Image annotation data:
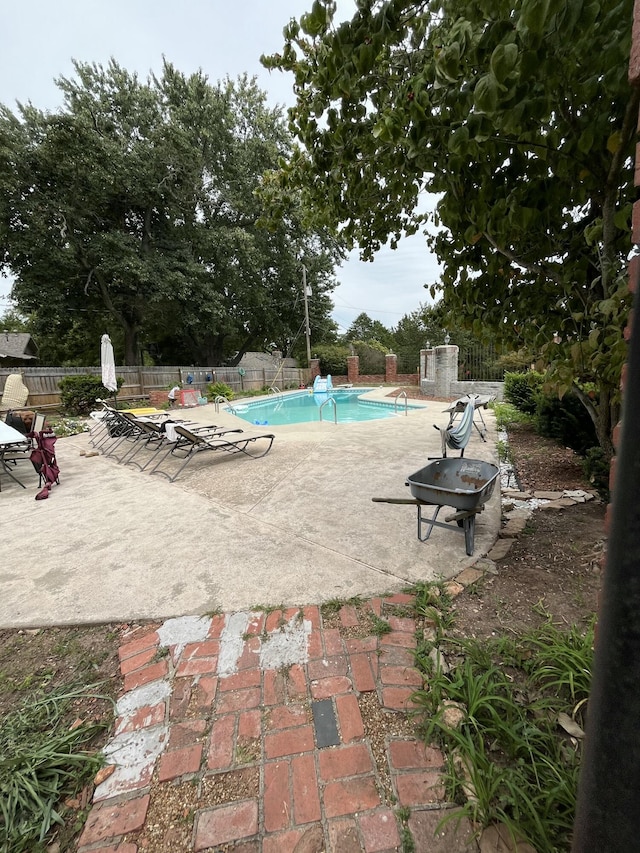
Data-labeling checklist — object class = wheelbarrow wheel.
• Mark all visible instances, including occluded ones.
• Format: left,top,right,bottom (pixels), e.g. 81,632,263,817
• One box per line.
458,515,476,557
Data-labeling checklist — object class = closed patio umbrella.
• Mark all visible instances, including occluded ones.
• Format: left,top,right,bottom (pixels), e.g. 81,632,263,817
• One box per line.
100,335,118,404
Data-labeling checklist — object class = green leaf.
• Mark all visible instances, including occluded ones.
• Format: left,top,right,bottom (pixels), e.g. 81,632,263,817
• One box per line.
517,0,551,35
447,125,469,154
473,74,498,114
491,43,518,83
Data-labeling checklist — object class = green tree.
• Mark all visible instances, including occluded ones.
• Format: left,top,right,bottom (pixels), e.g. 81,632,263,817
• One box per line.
263,0,639,451
343,312,393,350
0,61,337,364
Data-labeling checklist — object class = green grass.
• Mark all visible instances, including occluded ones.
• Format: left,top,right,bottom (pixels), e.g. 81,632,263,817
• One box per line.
0,687,108,853
491,402,533,430
413,590,594,853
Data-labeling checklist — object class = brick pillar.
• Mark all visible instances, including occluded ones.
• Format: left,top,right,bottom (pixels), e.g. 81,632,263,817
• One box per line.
309,358,320,385
384,352,398,385
347,355,360,385
571,6,640,853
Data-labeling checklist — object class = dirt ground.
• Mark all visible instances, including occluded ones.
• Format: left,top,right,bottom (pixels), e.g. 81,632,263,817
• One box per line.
455,426,606,637
0,416,605,853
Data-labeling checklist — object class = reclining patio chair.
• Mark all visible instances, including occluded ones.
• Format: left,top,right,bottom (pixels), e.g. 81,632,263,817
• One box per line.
444,394,495,441
433,399,474,459
150,424,275,483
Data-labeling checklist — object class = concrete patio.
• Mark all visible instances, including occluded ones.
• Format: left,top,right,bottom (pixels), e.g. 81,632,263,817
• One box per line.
0,389,500,628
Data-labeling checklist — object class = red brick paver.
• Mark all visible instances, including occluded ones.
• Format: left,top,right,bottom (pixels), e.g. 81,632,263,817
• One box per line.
78,593,464,853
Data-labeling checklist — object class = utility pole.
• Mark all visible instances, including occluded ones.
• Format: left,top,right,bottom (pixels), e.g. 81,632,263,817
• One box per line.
302,264,311,366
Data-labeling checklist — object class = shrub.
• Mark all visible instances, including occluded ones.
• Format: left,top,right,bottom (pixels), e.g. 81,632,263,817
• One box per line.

## OBJECTIVE
Copy the records from the start through the line containing "458,515,476,557", raising every box coordinate in the answers by 99 but leaving the numbers in the requests and their format sample unchanged. Omit the pictures.

## RESPONSE BELOW
Data-labeling checklist — object class = wheelbarrow wheel.
• Mark all visible instances, including occluded ones.
• Format: left,top,right,bottom (pixels), e.g. 81,632,263,817
• One box per line.
557,614,575,656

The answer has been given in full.